__WRITTEN PROBLEM__
Beginning at the line containing "rear wheel, find" and continuing to the end of the records below, give each line again exactly as it stands, and only those lines.

— begin RECORDED INFORMATION —

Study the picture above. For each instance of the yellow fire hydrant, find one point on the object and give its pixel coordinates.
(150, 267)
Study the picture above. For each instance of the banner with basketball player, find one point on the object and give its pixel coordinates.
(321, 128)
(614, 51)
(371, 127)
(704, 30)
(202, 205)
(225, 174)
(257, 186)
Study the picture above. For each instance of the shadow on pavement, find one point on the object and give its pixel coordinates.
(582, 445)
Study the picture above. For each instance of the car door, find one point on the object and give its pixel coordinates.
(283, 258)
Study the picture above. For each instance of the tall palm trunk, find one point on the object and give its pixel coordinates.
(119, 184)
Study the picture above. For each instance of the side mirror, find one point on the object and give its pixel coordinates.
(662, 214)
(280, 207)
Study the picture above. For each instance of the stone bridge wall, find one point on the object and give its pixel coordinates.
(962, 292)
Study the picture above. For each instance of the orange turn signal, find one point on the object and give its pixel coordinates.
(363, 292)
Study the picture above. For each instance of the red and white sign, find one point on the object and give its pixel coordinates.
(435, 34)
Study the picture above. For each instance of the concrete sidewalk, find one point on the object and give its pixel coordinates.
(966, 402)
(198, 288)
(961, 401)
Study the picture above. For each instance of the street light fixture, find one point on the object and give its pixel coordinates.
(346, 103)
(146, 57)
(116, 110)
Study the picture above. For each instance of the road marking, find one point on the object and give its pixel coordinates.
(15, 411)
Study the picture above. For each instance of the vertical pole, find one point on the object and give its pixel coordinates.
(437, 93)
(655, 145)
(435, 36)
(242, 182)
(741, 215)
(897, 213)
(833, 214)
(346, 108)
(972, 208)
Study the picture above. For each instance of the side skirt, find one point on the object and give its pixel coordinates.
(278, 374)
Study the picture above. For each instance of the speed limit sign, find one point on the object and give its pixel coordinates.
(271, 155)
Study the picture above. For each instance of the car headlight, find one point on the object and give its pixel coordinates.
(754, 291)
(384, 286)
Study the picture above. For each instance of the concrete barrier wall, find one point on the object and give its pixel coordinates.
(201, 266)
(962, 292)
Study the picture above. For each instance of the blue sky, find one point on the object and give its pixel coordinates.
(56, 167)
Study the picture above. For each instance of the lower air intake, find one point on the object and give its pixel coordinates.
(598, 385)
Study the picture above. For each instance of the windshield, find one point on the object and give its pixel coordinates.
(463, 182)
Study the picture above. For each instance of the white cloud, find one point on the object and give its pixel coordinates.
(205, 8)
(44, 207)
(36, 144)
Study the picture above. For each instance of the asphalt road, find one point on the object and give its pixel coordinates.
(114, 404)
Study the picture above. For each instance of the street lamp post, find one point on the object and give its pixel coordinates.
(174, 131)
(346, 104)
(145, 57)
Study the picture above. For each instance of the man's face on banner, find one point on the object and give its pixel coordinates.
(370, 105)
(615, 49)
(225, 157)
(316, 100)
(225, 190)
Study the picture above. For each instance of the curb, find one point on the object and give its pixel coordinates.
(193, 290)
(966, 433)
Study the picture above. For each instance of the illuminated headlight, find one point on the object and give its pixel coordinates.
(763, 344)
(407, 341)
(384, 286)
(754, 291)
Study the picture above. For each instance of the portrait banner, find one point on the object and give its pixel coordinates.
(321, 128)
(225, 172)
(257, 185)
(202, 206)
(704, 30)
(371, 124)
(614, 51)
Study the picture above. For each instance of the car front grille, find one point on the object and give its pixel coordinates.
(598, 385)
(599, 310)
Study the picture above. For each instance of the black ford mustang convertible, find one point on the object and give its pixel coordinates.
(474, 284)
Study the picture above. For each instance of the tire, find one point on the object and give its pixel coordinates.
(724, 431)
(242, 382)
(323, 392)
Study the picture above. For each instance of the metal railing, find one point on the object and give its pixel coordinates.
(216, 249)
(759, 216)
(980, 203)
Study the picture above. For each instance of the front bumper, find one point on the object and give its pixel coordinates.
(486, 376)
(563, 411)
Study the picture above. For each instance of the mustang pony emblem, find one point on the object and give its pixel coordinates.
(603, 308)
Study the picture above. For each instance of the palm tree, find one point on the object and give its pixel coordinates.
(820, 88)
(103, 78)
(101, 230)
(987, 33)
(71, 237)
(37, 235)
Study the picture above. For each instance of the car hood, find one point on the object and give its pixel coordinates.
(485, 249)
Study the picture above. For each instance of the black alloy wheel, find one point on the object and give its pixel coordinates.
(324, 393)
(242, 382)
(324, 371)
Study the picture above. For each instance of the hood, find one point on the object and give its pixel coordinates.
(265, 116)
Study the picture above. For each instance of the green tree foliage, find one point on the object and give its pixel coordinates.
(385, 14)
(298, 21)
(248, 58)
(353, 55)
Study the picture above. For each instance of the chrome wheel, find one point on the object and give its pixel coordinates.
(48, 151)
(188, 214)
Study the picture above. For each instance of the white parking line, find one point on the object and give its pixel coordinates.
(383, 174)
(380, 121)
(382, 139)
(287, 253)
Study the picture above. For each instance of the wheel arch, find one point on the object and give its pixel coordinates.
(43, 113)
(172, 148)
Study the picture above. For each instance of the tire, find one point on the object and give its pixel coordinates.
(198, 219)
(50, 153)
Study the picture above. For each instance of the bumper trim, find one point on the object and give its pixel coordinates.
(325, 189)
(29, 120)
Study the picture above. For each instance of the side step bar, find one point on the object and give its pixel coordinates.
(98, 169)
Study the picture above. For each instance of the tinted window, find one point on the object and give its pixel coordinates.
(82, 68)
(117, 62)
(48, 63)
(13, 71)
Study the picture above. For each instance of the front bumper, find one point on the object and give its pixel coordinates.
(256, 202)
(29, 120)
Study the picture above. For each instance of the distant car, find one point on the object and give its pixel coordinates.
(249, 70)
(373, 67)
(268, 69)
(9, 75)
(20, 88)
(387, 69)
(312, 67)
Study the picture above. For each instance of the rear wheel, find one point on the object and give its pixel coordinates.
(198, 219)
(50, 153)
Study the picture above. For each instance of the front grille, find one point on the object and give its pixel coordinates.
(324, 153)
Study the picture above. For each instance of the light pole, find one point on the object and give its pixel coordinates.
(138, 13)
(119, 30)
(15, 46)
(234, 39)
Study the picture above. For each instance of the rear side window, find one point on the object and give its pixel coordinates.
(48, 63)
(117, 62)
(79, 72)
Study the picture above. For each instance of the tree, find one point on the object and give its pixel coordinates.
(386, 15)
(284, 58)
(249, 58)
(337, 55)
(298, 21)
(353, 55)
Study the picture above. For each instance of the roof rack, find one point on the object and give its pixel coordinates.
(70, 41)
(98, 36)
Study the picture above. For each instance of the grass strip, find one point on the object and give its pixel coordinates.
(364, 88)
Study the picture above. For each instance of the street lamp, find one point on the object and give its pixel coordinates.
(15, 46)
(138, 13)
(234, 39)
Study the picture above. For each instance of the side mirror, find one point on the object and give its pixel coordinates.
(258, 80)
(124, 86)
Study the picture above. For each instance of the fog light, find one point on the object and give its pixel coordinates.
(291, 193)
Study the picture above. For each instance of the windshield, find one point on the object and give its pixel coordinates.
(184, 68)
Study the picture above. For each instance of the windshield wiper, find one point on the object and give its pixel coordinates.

— end RECORDED INFORMATION —

__SOLUTION__
Study the picture above. For each instance of the rear wheel, find one point on the object and give its pixel coordinates.
(198, 219)
(50, 153)
Study the picture above. For each instance of the front grille, find one point on the object and give its pixel coordinates.
(324, 153)
Study the picture above. For each instance of the light pole, find one point on the object and give its pixel coordinates.
(138, 13)
(119, 30)
(15, 46)
(234, 39)
Study the picture above. For each instance of the rear side window, find one point on the object and give its pixel coordinates.
(48, 63)
(117, 62)
(79, 72)
Study the picture above. For each instance of the tree, find one point on the object and give its pixel coordinates.
(386, 15)
(284, 58)
(249, 58)
(337, 55)
(298, 21)
(353, 55)
Study the picture above. For each instance of the roof rack, find one point on the object and give its pixel coordinates.
(70, 41)
(98, 36)
Study the picture above. For each instance of the grass strip, find one point on the object and give its pixel coordinates.
(364, 88)
Study the picture above. For each instance of the street lamp, find one point on the object and give its pixel coordinates.
(15, 46)
(138, 13)
(234, 39)
Study the picture above. For each instance of the side mirror, find one point on the object and give its pixel coordinates.
(258, 80)
(124, 86)
Study the picture above. For each instance of the fog light, find one point on the object and give its pixel coordinates.
(291, 193)
Study the picture above. For each instance of the windshield, find one point on the object and give its pixel coordinates.
(184, 68)
Study the picture above. For each instance of the windshield wiper, find one point on the object and give its pixel coordinates.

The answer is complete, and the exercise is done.